Exactly as written, return the entries below, minus any pictures.

The data: Begin

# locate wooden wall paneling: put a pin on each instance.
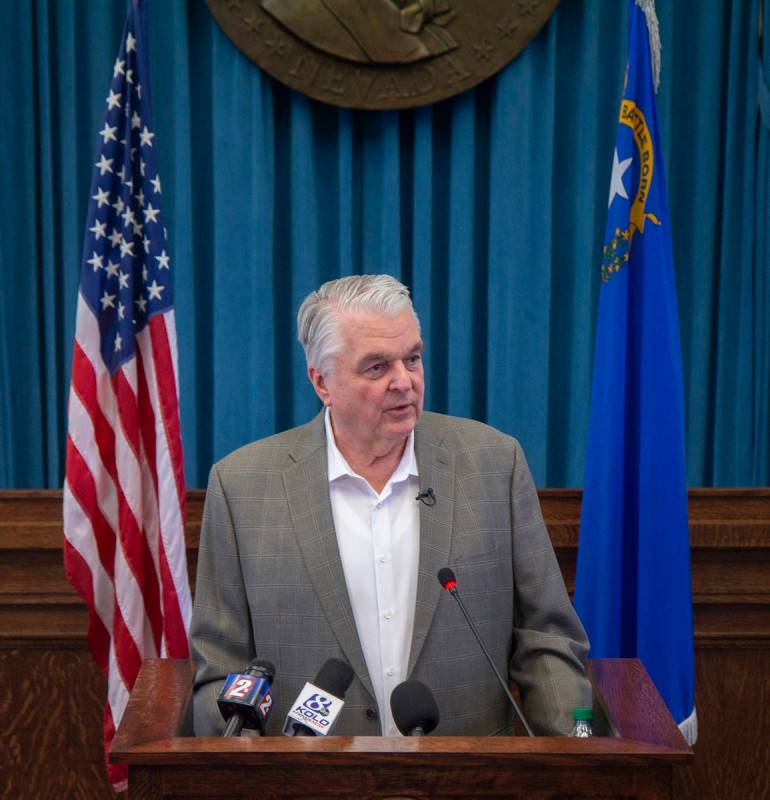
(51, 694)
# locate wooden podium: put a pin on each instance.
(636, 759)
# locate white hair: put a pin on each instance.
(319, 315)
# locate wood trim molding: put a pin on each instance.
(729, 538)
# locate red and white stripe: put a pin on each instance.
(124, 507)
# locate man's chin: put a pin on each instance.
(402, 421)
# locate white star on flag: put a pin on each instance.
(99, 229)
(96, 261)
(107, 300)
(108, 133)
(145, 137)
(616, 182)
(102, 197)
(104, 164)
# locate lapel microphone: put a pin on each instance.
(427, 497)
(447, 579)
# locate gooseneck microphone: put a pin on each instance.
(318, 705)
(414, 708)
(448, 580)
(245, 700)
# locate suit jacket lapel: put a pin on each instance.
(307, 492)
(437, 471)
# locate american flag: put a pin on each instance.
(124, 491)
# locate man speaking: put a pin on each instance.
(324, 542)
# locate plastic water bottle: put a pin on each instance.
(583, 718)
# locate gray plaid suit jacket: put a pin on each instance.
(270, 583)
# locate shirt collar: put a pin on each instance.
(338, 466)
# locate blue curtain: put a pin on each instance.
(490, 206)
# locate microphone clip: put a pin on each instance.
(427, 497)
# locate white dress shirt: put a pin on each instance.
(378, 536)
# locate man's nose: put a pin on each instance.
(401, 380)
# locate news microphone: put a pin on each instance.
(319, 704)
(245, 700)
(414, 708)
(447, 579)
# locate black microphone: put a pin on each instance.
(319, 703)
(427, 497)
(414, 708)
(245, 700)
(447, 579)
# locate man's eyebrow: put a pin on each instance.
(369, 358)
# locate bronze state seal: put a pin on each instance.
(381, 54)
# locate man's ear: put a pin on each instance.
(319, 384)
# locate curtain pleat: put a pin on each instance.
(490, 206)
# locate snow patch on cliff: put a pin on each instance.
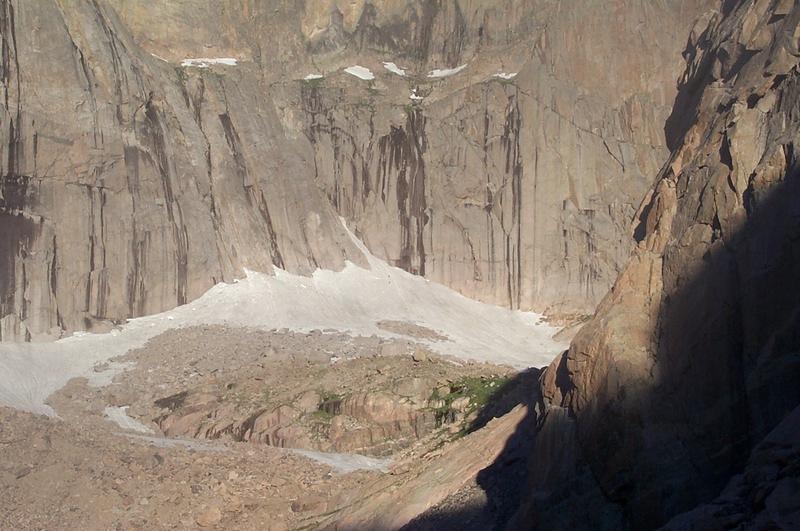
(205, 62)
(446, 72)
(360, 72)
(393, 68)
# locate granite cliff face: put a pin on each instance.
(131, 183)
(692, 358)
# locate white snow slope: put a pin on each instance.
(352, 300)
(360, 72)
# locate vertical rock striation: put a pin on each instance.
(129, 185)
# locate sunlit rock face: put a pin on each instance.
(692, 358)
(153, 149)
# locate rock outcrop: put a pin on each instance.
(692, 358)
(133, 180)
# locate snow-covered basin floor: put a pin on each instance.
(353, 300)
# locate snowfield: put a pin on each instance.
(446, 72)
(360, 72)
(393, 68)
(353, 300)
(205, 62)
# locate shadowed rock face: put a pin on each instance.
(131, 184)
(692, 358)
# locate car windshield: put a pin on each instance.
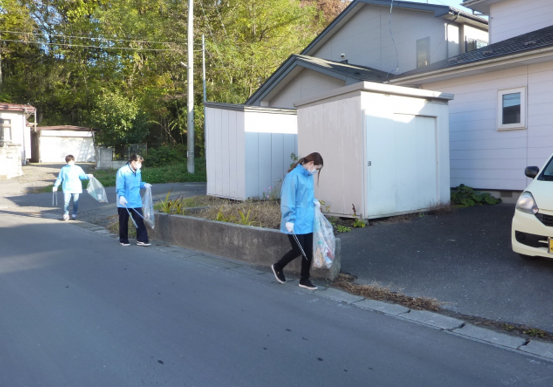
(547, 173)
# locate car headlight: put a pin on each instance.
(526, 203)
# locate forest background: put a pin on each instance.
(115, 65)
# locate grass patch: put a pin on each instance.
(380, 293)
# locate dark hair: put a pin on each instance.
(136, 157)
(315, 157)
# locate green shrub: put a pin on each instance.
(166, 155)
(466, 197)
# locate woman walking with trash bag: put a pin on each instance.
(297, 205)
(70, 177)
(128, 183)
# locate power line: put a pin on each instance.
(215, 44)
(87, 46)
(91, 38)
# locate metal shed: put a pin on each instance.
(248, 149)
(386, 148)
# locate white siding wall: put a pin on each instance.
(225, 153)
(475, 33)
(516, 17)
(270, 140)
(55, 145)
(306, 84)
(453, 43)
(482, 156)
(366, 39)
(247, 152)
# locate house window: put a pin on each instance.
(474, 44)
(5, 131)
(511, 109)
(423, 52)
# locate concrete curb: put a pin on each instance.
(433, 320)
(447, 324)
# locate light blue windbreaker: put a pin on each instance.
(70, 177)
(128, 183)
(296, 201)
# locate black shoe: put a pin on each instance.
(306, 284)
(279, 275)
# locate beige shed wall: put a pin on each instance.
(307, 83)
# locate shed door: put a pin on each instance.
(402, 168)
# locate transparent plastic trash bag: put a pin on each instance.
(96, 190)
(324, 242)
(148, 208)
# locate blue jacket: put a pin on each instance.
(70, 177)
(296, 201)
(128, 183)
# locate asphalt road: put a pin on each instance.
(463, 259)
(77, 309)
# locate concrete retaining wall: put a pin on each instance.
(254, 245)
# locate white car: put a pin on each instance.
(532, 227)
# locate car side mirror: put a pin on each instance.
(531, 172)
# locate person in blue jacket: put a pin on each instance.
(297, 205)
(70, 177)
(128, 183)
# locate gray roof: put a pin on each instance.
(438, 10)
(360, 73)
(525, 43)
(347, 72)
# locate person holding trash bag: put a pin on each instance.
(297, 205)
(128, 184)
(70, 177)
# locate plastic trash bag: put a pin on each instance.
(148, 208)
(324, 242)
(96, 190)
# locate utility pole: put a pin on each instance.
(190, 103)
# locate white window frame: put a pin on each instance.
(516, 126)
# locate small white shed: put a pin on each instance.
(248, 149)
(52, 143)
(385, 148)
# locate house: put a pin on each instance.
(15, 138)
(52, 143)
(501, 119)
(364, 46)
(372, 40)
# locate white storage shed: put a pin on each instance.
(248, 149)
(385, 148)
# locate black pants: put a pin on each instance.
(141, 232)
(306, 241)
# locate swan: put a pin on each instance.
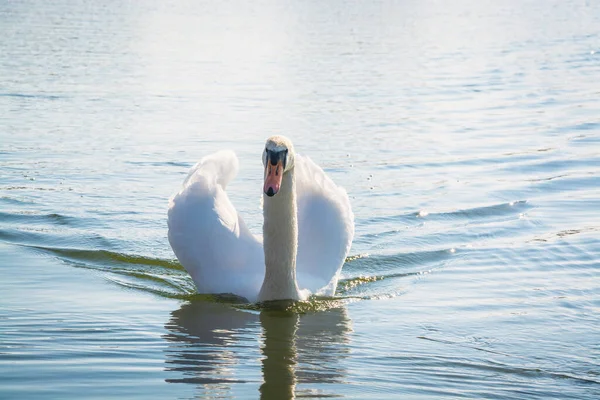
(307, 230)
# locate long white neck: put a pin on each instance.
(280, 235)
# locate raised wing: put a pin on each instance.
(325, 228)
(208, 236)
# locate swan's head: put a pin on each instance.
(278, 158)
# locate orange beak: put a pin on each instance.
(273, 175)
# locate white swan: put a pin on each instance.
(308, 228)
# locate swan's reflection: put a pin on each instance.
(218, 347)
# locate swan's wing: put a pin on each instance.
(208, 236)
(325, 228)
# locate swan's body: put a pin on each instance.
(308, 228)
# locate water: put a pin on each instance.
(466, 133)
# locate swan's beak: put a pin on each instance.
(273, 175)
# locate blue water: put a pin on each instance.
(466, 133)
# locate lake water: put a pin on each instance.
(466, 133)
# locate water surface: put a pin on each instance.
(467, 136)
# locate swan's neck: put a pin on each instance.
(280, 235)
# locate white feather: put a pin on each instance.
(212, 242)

The data: End

Finished exercise:
# locate wooden wall paneling: put a pin on each instance.
(51, 694)
# locate wooden podium: put a pin on each instance.
(636, 759)
# locate white hair: put a pin on each instance.
(319, 315)
# locate wood trim molding: put a pin on each instance.
(729, 538)
# locate red and white stripe: put a pin on each instance.
(124, 507)
# locate man's chin: put a pin on each instance.
(402, 421)
# locate white star on flag: put a pin on each instance.
(99, 229)
(96, 261)
(107, 300)
(108, 133)
(145, 137)
(616, 182)
(102, 197)
(104, 164)
# locate lapel microphone: put a pin on each instance.
(427, 497)
(447, 579)
# locate gooseneck microphone: put a pin on each instance.
(318, 705)
(414, 708)
(448, 580)
(245, 700)
# locate suit jacket lapel: put a pin on each instance.
(307, 492)
(437, 471)
# locate american flag: put a pin on each instance.
(124, 491)
# locate man speaking: put a pin on each instance.
(324, 542)
# locate plastic water bottle: put a pin on each instance.
(583, 718)
# locate gray plaid suit jacket: put a pin on each instance.
(270, 583)
# locate shirt collar: put a pin on each instance.
(338, 466)
# locate blue curtain: put a pin on each instance.
(490, 206)
# locate microphone clip: put a pin on each instance.
(427, 497)
# locate white dress shirt: put a pin on each instance.
(378, 536)
# locate man's nose: put a pin on each instance.
(401, 380)
# locate news microphone: put a pin on each instance.
(319, 704)
(245, 700)
(414, 708)
(447, 579)
# locate black microphone: put a pin on each instance.
(319, 703)
(427, 497)
(414, 708)
(245, 700)
(447, 579)
# locate man's eyebrow: put a pin on each instance.
(369, 358)
# locate bronze state seal: put a pin on each instance.
(381, 54)
# locate man's ear: put a pin on each instance.
(319, 384)
# locate curtain pleat: put a pin on each instance.
(490, 206)
# locate snow patch on cliff: put a pin on each instance.
(205, 62)
(446, 72)
(360, 72)
(393, 68)
# locate granite cliff face: put a pin on each instance.
(131, 183)
(692, 358)
# locate white snow slope: put a pin on each instance.
(352, 300)
(360, 72)
# locate vertical rock striation: put a pin on each instance.
(129, 185)
# locate sunlit rock face: put a pin on each instance.
(692, 358)
(153, 149)
# locate rock outcrop: put a pin on each instance.
(692, 358)
(133, 180)
# locate snow-covered basin floor: put a pin on each instance.
(353, 300)
# locate snowfield: put a pin on each instance.
(446, 72)
(360, 72)
(393, 68)
(353, 300)
(205, 62)
# locate shadowed rock face: put a pin on each instance.
(131, 184)
(692, 358)
# locate car windshield: put a pin on each instance.
(547, 173)
# locate car headlight: put a pin on each instance.
(526, 203)
# locate forest background: put a pin on each instance.
(115, 65)
# locate grass patch: put a pin on each instance.
(380, 293)
# locate dark hair: put a pin on each instance.
(136, 157)
(315, 157)
# locate green shrub: put a pin on each instance.
(166, 155)
(466, 197)
# locate woman walking with trash bag: put a pin on each instance.
(297, 205)
(70, 177)
(128, 183)
# locate power line: put a pin on each instance.
(215, 44)
(87, 46)
(91, 38)
# locate metal shed: put a pin on each instance.
(248, 149)
(386, 148)
# locate white siding wall: put a pin on each instance.
(225, 153)
(475, 33)
(516, 17)
(270, 140)
(55, 145)
(306, 84)
(453, 43)
(482, 156)
(366, 39)
(247, 152)
# locate house window: put a pin on each instance.
(474, 44)
(5, 131)
(511, 109)
(423, 52)
# locate concrete curb: put a pin on each instance.
(433, 320)
(447, 324)
# locate light blue windbreaker: put a pin on each instance.
(70, 177)
(128, 183)
(296, 201)
# locate black shoe: put a pin on each instance.
(306, 284)
(279, 275)
# locate beige shed wall: put a pin on each instance.
(307, 83)
# locate shed door: put a pin on each instance.
(402, 168)
# locate transparent plastic trash bag: put a pin on each instance.
(96, 190)
(324, 242)
(148, 208)
# locate blue jacket: put a pin on each instance.
(70, 177)
(296, 201)
(128, 183)
# locate asphalt road: put a pin on each instance.
(463, 259)
(77, 309)
# locate concrete retaining wall: put a pin on each instance.
(254, 245)
# locate white car: put a pin on each instance.
(532, 227)
# locate car side mirror: put a pin on each instance.
(531, 172)
# locate person in blue jacket: put a pin on each instance.
(297, 205)
(70, 177)
(128, 183)
# locate gray roof: put a pin on each instance.
(438, 10)
(360, 73)
(525, 43)
(347, 72)
# locate person holding trash bag: put a pin on each instance.
(297, 205)
(128, 184)
(70, 177)
# locate plastic trash bag: put a pin on each instance.
(148, 208)
(324, 242)
(96, 190)
# locate utility pole: put a pin on each instance.
(190, 103)
# locate white window frame: put a pin on each instance.
(516, 126)
# locate small white shed: put a pin on each instance.
(248, 149)
(52, 143)
(385, 148)
# locate house: put a pin on each instance.
(15, 138)
(52, 143)
(501, 119)
(364, 46)
(372, 40)
# locate white storage shed: put a pin on each instance.
(248, 149)
(385, 148)
# locate black pants: put a pin on each instance.
(141, 232)
(306, 241)
# locate swan: put a pin on each instance.
(307, 230)
# locate long white neck: put a pin on each instance.
(280, 235)
# locate raised wing: put a pin on each instance.
(325, 228)
(208, 236)
# locate swan's head: put a pin on each instance.
(278, 158)
# locate orange beak: put a pin on each instance.
(273, 175)
# locate white swan: put a pin on each instance.
(308, 228)
# locate swan's reflection: put a pin on each instance.
(218, 347)
# locate swan's wing: put a pin on each instance.
(208, 236)
(325, 228)
# locate swan's body: put a pin on each instance.
(308, 228)
# locate water: put a pin on each instance.
(466, 133)
# locate swan's beak: put a pin on each instance.
(273, 175)
# locate blue water: put a pin on each instance.
(466, 133)
# locate lake water: put a pin on each instance.
(466, 133)
# locate water surface: put a pin on each instance.
(467, 136)
# locate swan's neck: put a pin on each instance.
(280, 235)
# locate white feather: put a pin on each instance.
(212, 242)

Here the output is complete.